Excerpts of location labeling data:
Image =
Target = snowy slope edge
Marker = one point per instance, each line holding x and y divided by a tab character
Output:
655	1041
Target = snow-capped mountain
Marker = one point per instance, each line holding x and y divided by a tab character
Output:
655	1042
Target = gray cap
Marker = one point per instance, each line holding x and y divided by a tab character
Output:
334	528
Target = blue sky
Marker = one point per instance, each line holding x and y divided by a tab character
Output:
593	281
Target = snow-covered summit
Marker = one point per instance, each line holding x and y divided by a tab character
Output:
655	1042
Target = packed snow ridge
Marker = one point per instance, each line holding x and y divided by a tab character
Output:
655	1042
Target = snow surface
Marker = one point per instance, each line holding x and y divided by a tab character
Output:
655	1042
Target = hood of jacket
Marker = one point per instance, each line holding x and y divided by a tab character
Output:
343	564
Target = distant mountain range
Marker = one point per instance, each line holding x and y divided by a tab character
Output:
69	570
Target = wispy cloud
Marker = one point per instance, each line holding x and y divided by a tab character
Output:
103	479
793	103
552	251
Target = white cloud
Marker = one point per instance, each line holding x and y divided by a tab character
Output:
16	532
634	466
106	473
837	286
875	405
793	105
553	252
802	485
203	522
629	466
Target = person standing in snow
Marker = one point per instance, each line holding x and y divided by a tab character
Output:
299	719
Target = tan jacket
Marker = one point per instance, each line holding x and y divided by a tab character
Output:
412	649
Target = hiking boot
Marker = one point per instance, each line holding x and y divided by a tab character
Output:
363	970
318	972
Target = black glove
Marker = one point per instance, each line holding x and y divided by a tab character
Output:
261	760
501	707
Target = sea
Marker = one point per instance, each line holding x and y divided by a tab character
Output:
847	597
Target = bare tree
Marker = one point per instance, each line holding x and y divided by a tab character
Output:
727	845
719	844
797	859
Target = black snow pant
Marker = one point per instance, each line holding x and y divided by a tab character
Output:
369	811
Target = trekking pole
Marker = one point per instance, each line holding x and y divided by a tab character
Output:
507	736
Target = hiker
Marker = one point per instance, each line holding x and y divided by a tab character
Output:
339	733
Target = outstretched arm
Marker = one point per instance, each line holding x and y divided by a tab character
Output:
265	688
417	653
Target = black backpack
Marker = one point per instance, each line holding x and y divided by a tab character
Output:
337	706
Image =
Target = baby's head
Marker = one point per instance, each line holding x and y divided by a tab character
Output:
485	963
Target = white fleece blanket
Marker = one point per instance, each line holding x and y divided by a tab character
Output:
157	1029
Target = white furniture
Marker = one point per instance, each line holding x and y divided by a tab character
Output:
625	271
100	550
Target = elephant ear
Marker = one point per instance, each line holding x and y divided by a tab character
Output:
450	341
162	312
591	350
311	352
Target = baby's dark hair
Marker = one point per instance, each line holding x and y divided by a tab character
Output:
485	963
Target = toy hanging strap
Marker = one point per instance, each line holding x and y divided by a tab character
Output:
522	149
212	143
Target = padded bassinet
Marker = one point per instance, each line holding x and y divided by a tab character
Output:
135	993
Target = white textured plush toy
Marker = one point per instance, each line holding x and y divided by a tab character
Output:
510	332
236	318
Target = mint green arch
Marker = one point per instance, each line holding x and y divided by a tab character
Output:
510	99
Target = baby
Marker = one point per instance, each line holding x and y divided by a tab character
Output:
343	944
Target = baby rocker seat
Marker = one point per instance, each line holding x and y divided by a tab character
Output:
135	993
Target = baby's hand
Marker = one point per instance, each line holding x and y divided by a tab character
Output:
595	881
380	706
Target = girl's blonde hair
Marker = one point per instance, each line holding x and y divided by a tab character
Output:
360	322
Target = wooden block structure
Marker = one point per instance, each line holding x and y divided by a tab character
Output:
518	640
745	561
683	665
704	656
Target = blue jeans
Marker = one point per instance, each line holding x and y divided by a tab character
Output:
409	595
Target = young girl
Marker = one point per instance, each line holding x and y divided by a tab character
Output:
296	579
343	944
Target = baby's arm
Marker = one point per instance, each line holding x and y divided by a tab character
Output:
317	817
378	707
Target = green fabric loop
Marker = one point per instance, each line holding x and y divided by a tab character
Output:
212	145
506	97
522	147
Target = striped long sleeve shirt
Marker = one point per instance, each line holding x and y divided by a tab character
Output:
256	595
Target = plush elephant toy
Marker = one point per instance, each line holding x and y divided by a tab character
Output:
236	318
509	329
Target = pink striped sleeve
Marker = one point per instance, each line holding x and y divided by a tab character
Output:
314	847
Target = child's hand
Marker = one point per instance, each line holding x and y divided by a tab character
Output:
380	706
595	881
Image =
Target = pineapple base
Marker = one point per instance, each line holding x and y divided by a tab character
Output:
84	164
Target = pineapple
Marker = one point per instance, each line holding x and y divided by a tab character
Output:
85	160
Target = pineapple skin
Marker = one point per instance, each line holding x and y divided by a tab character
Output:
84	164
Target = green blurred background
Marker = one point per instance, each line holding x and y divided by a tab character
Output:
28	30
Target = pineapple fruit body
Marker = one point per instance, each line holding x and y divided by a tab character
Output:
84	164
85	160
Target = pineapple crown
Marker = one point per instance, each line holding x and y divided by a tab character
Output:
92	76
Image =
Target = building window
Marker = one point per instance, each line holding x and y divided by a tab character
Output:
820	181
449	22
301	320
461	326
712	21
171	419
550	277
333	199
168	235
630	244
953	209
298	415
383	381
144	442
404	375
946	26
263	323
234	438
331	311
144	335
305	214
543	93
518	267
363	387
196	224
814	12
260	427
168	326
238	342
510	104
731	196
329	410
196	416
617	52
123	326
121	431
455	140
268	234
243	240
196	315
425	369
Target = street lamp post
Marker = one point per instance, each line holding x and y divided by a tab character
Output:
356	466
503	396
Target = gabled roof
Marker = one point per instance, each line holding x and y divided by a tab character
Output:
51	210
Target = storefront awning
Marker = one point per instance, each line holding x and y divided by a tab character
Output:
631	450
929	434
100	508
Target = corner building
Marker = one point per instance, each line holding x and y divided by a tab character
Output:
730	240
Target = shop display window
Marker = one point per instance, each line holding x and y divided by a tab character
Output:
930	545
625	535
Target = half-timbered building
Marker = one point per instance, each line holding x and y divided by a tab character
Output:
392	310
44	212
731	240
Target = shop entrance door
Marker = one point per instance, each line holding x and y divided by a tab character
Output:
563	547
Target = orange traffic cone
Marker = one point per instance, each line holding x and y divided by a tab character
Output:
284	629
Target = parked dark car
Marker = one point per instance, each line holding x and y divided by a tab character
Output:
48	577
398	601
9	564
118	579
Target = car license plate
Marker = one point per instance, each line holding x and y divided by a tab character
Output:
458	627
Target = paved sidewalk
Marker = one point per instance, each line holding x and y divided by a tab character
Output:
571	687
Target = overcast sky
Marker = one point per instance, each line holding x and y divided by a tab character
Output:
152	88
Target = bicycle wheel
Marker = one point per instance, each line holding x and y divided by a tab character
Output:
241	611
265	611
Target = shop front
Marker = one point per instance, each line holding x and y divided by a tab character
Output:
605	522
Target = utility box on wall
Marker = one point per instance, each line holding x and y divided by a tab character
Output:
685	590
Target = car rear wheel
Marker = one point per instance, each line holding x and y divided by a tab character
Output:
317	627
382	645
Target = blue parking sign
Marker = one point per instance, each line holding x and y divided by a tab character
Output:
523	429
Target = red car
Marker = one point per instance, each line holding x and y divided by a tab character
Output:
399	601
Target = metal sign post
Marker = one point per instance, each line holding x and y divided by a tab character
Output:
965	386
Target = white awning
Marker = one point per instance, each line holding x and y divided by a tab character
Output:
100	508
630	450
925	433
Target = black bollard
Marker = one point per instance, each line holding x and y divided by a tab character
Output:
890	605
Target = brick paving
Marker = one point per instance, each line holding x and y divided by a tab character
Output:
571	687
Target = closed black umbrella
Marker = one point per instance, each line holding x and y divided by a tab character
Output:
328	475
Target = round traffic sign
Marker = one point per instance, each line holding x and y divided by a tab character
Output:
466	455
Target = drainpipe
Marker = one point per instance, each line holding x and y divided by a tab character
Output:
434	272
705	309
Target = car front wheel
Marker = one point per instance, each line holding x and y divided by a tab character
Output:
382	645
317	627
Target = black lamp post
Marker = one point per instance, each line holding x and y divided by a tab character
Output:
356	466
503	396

■ Goal of the exercise
Return, word for word, each line from the line that contains "Target = closed black umbrella" to the end of the listing above; include both end lines and nothing else.

■ Full response
Target = closed black umbrella
Marker = one point per instance, each line holding x and y divided by a tab character
Output:
328	475
Target = round traffic sign
Marker = one point per instance, each line holding x and y divided by a tab character
Output:
466	455
Target = drainpipe
Marker = one point per instance, each line holding x and y divided by a tab character
Output:
434	272
705	309
Target = car front wheel
Marker = one point per instance, each line holding x and y divided by a tab character
Output:
382	645
317	627
Target = black lamp post
Marker = one point per instance, each line holding x and y divided by a tab character
Output:
356	466
503	396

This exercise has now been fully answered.